::: Source
I need some way to cap the sum of integer variables to be 1 at max in a python cvxpy optimization task constraint.
What i do not want is to force the sum of the variables to be 1, I just need a function to cap the result of sum(x) to be 1 at max to use it in a constraint. What i want to model is a constraint like:
y[i] >= if sum(x) >= 1 then 1 else 0
y is a boolean variable and x need to be integer variables. I can't seem to find a solution to this problem. I have tried using the min and cvxpy.minimal functions
y[i] >= min(sum(x), 1)
and
y[i] >= cvxpy.minimal(sum(x), x[test])
where x[test] is always 1 per constraint, but both methods do not work. The first gives an error, because strict inequalities are not allowed and the second gives an error, that the constraint violates DCP.
The only thing i have found to be working is a little "hack" where I multiply the sum by 0.001 (the sum will never be larger than 1000 and therefore the result is always between 0 and 1)
::::::
## Problems and tasks
1. Set down the cvxpy question word for word, starting at "where x[test] is" and ending at "constraint violates DCP.".
2. Translate this sentence from the cvxpy question into Spanish: "I can't seem to find a solution to this problem."
3. Extend the cvxpy question by writing what comes next after its final sentence.
::: Provided material
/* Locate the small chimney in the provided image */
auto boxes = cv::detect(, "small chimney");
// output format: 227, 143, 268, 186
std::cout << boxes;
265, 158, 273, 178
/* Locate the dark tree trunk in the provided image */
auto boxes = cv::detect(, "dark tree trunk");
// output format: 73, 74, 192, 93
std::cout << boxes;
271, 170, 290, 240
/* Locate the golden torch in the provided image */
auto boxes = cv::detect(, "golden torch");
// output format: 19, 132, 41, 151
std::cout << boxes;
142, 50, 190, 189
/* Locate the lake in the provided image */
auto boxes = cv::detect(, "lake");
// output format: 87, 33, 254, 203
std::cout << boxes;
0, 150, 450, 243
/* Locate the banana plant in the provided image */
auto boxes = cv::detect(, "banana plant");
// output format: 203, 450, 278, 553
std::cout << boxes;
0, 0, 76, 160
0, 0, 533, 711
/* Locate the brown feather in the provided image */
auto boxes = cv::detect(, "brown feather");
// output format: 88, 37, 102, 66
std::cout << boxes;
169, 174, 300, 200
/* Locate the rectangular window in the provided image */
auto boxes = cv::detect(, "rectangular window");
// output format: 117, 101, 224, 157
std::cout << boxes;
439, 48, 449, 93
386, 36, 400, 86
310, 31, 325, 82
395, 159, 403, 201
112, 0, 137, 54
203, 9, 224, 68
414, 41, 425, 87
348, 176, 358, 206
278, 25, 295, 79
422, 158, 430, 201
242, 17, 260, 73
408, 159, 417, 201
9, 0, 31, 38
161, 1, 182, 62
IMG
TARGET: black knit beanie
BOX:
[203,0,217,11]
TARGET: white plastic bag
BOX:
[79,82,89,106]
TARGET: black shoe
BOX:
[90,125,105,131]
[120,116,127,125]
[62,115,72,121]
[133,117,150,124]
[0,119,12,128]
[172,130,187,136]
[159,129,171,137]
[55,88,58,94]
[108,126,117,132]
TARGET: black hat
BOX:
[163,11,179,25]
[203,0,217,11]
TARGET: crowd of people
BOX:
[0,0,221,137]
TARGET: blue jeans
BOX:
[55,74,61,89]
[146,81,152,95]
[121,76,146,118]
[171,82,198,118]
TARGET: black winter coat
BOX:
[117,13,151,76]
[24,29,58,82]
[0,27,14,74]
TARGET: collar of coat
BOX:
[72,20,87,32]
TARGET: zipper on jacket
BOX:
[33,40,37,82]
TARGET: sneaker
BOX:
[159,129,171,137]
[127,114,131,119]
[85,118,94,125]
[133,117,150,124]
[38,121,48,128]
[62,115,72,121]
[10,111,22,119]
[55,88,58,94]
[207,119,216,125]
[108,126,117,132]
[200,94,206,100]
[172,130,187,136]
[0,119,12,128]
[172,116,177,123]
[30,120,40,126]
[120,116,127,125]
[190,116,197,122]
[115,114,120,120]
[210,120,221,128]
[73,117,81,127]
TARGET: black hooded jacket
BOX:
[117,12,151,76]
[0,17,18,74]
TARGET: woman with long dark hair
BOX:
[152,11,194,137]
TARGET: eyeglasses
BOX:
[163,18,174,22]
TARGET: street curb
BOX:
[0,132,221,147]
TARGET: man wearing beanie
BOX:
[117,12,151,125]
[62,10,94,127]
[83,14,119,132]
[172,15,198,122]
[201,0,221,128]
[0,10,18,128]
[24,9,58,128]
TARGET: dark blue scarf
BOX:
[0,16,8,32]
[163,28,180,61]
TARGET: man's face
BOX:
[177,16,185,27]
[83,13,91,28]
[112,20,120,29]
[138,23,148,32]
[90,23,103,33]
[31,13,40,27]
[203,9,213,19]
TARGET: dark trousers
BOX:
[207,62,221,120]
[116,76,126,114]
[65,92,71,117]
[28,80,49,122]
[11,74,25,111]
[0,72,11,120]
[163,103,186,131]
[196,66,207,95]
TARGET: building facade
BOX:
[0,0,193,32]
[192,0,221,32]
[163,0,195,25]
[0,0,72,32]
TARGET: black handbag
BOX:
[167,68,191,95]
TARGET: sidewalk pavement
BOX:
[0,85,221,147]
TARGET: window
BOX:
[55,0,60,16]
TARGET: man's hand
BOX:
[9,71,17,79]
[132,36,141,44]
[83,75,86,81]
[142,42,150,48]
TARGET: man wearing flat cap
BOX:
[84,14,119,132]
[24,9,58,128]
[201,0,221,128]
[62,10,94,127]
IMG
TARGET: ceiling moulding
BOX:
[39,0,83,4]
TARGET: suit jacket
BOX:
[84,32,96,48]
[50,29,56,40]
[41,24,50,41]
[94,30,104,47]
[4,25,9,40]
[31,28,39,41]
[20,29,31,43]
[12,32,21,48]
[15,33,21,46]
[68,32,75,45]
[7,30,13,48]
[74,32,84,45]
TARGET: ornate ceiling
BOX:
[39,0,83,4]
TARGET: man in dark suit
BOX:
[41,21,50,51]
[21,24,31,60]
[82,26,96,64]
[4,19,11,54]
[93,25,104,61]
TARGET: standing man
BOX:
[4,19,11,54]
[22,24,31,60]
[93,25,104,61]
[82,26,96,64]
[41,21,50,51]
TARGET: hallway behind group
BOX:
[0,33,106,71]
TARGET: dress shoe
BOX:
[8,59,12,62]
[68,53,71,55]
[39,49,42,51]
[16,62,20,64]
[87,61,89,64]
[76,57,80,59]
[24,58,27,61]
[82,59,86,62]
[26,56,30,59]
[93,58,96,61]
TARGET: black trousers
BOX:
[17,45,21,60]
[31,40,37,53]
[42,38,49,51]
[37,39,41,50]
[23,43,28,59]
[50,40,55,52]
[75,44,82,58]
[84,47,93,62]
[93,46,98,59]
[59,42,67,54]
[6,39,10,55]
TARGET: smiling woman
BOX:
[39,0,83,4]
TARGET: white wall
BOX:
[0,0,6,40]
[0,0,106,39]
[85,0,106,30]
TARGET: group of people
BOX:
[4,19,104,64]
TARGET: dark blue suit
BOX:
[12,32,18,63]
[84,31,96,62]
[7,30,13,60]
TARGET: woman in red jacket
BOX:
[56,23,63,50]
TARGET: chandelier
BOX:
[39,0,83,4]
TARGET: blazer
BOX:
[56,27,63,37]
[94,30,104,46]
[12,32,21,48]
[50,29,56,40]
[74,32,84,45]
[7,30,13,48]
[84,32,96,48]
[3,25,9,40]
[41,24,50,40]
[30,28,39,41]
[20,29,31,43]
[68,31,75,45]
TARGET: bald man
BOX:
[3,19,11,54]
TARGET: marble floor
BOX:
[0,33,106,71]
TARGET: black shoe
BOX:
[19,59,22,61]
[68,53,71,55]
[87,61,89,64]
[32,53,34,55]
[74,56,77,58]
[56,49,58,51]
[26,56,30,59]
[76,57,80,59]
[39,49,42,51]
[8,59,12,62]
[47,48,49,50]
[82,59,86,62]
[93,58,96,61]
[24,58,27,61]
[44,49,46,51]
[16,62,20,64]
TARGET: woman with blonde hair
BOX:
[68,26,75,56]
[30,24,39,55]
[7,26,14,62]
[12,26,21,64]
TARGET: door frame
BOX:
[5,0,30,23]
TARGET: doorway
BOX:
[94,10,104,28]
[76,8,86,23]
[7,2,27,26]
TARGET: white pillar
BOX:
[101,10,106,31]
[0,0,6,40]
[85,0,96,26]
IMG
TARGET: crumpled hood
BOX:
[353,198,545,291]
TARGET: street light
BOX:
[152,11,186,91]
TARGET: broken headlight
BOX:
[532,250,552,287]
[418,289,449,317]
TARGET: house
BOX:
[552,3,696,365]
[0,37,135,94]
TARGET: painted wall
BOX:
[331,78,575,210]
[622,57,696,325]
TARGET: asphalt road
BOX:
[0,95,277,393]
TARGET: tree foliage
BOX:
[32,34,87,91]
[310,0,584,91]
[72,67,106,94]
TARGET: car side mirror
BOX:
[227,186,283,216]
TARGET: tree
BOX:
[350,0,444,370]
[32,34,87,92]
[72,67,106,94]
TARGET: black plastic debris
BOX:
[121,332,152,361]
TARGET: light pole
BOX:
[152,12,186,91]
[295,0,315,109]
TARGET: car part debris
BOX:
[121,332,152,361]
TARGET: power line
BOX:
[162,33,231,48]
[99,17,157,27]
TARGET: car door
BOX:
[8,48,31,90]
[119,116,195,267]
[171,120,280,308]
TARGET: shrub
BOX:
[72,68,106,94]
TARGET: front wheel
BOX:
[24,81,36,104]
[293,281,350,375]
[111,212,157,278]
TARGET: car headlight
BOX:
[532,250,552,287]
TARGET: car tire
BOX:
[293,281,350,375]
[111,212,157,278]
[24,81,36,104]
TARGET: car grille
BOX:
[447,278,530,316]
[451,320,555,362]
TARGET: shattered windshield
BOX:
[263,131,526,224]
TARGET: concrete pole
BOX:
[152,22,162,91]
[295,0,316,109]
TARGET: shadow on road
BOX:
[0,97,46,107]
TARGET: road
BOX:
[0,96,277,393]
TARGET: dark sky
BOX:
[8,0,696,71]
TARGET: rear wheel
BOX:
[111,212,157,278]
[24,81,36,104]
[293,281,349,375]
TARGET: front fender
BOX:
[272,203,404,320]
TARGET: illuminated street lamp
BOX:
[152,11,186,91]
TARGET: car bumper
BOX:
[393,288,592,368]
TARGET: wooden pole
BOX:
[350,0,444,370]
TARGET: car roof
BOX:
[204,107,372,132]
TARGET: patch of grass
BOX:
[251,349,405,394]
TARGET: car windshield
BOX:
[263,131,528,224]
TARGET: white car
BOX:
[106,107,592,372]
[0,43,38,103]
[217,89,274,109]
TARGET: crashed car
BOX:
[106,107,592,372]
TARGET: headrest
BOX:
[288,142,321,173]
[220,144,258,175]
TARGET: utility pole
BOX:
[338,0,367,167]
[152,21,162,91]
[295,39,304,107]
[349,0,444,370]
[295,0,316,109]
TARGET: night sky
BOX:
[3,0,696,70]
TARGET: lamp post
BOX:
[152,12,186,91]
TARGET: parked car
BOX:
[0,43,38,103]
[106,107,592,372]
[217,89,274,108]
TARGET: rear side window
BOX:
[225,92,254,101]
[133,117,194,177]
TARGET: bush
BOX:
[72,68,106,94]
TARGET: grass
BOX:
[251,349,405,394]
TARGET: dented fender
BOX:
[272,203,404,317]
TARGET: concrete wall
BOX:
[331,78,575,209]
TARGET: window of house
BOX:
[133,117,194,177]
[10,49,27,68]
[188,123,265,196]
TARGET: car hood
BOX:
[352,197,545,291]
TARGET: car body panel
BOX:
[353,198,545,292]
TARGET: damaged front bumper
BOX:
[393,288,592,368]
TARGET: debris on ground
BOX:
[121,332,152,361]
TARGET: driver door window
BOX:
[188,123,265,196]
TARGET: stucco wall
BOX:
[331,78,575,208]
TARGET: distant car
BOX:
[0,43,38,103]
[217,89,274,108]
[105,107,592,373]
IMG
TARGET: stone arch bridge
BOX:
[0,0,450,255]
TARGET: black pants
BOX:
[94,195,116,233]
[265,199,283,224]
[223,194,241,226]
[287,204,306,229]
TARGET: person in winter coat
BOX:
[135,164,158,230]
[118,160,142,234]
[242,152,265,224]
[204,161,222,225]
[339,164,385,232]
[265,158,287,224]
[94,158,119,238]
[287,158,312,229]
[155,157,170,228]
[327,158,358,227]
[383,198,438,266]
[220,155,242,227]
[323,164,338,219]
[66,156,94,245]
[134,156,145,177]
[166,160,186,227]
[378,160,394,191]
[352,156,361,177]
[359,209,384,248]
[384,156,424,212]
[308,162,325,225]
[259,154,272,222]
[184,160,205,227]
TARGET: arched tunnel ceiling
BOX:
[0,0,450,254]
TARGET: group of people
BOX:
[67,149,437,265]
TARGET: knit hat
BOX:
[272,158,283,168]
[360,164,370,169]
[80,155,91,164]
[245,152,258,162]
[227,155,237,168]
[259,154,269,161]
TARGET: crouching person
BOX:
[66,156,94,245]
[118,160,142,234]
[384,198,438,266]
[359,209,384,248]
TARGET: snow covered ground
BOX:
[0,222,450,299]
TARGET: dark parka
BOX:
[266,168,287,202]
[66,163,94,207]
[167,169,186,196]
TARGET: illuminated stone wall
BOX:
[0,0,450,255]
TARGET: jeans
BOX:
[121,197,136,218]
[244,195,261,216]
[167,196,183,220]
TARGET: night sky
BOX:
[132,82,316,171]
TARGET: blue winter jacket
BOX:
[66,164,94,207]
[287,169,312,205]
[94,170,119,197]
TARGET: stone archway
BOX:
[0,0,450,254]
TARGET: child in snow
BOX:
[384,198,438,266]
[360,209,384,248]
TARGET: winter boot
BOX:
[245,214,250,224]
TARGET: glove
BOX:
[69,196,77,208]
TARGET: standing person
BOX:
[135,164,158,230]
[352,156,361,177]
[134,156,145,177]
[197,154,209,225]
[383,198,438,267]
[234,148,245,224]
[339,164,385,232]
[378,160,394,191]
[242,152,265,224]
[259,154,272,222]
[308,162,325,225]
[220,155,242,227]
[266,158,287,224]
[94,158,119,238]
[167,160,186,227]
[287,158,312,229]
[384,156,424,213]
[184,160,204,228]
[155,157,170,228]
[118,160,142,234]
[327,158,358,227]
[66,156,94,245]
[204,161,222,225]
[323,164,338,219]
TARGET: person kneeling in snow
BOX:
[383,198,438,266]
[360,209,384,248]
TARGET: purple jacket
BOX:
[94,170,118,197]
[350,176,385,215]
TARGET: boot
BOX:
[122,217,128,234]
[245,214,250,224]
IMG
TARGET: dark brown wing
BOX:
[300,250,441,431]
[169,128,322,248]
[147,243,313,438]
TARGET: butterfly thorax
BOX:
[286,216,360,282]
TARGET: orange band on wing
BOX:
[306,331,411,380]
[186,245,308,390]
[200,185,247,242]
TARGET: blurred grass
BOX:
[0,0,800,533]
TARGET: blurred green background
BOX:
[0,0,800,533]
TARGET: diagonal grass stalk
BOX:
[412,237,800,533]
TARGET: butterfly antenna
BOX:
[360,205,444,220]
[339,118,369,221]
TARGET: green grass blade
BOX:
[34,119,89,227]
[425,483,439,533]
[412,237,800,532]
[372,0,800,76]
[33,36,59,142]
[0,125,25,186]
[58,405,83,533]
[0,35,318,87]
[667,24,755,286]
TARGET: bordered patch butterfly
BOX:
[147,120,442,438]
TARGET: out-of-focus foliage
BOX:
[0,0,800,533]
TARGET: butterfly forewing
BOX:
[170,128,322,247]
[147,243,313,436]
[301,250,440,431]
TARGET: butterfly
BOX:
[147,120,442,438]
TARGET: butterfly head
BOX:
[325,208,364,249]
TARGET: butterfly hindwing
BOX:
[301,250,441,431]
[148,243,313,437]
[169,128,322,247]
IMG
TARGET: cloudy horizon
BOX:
::::::
## Results of the tasks
1.
where x[test] is always 1 per constraint, but both methods do not work. The first gives an error, because strict inequalities are not allowed and the second gives an error, that the constraint violates DCP.

2. No consigo encontrar una solución a este problema.

3.
y[i] >= sum(x) * 0.001
but this somehow completely breaks the solver and even problems with only a few constraints and variables (500, 100) seem to run endlessly. (30+ min still no solution) The maximum amount of variables with this "hack" are < 100 with a runtime of a few minutes, which is really unacceptable
____UPDATE for more clarification:
I want to have X Amount of Product Y and i know how much seller Z has in stock for Product Y. I also need to take into account shipping costs for each seller (fixed amount of 1) This problem is described very easily like this:
Product1 Product2 Product3
seller1 has 3 4 5
seller2 has 0 1 10
wanted order 2 1 7
which equates to the problem (ignoring constraints x1 >= 0 for simplicity)
min 1*x1 + 1*x2 + 1*x3 + 1*x4 + 0.9*x5 + 0.95*x6 + y1 + y2
s.t.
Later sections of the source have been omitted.